*** Block opens ***

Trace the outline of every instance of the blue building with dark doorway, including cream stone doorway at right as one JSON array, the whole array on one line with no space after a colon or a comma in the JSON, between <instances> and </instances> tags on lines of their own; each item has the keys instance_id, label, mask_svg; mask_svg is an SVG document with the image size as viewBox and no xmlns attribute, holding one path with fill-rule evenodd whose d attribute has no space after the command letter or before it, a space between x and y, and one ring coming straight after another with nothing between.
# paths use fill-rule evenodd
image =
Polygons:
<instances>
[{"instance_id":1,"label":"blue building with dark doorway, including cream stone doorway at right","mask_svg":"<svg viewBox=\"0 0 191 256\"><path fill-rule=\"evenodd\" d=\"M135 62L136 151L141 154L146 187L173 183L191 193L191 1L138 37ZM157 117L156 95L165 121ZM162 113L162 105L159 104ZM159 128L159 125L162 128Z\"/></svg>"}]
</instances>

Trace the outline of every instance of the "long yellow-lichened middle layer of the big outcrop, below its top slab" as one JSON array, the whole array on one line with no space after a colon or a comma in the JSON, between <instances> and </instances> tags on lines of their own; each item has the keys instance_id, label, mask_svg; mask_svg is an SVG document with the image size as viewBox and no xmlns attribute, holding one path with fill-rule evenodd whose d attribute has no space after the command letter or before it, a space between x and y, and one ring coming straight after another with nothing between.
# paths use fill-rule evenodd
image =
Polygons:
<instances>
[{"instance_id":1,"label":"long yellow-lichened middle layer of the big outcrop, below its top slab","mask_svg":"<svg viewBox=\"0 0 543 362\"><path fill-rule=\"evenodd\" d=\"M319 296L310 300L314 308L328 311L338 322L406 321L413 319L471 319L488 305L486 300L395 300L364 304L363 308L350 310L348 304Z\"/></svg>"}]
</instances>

*** Block closes ***
*** Block opens ***

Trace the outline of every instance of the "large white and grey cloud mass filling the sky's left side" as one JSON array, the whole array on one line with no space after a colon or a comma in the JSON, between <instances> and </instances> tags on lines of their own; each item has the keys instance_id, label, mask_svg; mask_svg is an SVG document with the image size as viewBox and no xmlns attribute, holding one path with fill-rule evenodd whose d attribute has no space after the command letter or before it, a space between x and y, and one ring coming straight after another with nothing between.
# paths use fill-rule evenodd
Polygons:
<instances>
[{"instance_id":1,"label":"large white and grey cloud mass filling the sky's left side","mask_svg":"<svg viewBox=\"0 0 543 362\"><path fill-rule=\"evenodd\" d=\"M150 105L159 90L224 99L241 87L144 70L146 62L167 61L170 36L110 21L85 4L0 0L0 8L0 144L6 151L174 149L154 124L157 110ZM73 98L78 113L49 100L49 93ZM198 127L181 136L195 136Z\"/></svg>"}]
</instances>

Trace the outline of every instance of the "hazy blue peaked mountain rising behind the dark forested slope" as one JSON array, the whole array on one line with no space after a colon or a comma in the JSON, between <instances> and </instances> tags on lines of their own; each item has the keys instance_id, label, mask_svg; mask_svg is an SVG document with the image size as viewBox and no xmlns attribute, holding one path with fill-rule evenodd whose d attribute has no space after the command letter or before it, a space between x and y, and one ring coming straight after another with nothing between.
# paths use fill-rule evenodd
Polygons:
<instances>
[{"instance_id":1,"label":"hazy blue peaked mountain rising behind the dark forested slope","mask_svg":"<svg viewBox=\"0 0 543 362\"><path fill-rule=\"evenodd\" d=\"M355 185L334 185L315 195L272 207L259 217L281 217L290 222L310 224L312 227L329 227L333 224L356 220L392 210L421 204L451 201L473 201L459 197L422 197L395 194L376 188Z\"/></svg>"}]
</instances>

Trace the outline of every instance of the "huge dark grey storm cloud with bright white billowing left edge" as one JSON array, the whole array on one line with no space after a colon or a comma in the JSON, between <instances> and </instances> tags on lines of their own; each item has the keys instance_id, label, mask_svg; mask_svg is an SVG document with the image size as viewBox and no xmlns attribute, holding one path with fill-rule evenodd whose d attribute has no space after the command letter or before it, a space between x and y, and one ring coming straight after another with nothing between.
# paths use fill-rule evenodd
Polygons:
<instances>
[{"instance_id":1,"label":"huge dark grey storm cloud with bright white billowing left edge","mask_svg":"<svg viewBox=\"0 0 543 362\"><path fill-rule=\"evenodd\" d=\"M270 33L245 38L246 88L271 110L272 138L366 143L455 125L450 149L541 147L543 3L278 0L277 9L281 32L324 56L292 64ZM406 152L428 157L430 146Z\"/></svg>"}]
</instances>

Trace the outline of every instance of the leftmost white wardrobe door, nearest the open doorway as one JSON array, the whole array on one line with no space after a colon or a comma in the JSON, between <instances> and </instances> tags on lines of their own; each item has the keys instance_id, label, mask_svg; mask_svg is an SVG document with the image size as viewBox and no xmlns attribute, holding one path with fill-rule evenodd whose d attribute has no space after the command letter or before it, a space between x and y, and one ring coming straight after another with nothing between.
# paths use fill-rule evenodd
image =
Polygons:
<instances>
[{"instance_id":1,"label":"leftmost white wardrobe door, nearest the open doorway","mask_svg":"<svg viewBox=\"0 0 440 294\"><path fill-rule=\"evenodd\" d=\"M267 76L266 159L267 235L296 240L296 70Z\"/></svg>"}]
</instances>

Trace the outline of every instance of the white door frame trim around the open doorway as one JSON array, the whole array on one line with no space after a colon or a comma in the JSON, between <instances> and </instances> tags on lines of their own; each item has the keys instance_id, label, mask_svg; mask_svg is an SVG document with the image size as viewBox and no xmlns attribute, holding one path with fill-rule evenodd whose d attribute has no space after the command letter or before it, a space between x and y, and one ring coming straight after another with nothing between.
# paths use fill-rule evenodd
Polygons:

*** Block closes ***

Directions for this task
Output only an exact transcription of the lines above from the one with "Trace the outline of every instance of the leftmost" up to and including the one with "Trace the outline of every instance of the white".

Completed exercise
Trace the outline of every instance of the leftmost white wardrobe door, nearest the open doorway as one JSON array, the whole array on one line with no space after a colon or a comma in the JSON, between <instances> and </instances> tags on lines of their own; each item has the keys instance_id, label, mask_svg; mask_svg is an SVG document with the image size as viewBox and no xmlns attribute, holding one path with fill-rule evenodd whose d attribute has no space after the command letter or before it, a space between x and y, and one ring coming straight after another with nothing between.
# paths use fill-rule evenodd
image =
Polygons:
<instances>
[{"instance_id":1,"label":"leftmost white wardrobe door, nearest the open doorway","mask_svg":"<svg viewBox=\"0 0 440 294\"><path fill-rule=\"evenodd\" d=\"M267 76L266 159L267 235L296 240L296 70Z\"/></svg>"}]
</instances>

Trace the outline of every instance of the white door frame trim around the open doorway as one JSON array, the whole array on one line with no space after a colon or a comma in the JSON, between <instances> and </instances> tags on lines of their own; each item has the keys instance_id, label, mask_svg; mask_svg is an SVG document with the image size as viewBox and no xmlns attribute, holding one path with fill-rule evenodd whose d attribute has no space after the command letter or before it, a space between x and y, and one ring coming straight after another with nothing between.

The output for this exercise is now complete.